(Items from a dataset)
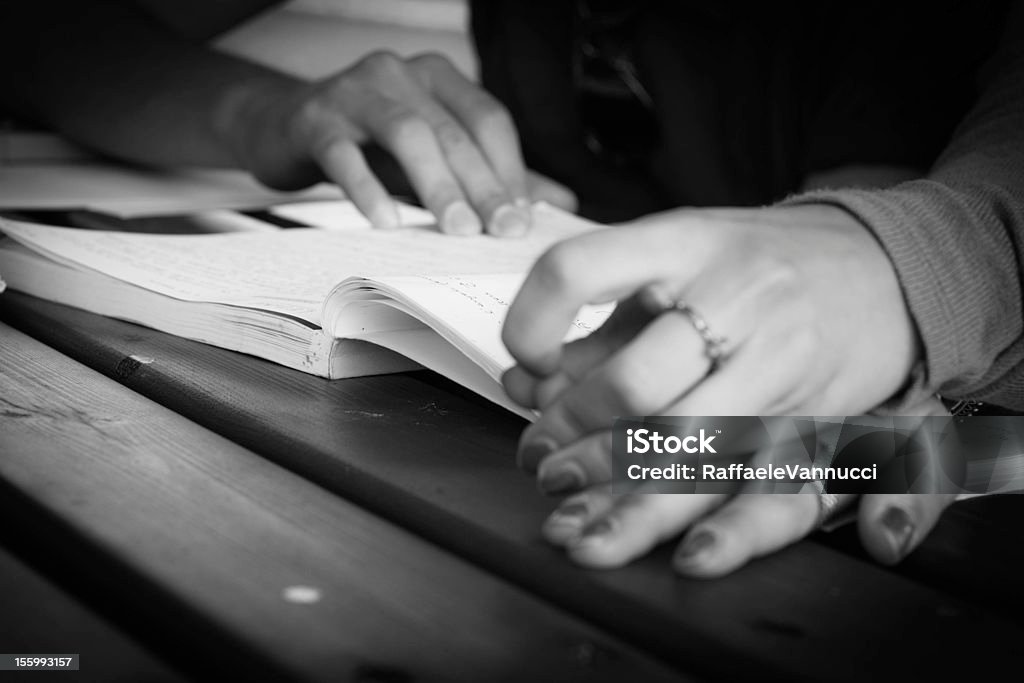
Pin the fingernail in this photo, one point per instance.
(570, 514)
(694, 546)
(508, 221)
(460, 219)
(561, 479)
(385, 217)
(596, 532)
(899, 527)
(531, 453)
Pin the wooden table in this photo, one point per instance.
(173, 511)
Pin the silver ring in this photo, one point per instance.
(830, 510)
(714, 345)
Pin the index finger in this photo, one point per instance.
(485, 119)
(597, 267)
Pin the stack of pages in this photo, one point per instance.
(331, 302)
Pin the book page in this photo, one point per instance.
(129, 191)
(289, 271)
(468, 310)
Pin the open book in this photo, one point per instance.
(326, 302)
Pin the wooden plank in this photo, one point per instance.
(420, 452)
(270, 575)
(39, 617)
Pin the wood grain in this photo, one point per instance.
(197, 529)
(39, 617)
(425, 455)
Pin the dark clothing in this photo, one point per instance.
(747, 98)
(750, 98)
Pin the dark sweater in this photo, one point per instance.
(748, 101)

==

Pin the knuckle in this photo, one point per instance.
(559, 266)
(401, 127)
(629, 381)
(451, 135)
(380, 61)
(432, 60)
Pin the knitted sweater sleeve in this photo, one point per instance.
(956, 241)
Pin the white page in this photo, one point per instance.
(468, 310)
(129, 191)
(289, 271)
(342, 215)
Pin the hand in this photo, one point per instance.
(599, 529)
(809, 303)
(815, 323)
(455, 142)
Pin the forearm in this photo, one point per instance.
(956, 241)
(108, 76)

### Given problem
Filter the data above down to the lines containing the word "book", and copy each one. Case counts.

### In response
Pin the book page in this photo, one point per instance.
Pin the open book in this photo, one point per instance.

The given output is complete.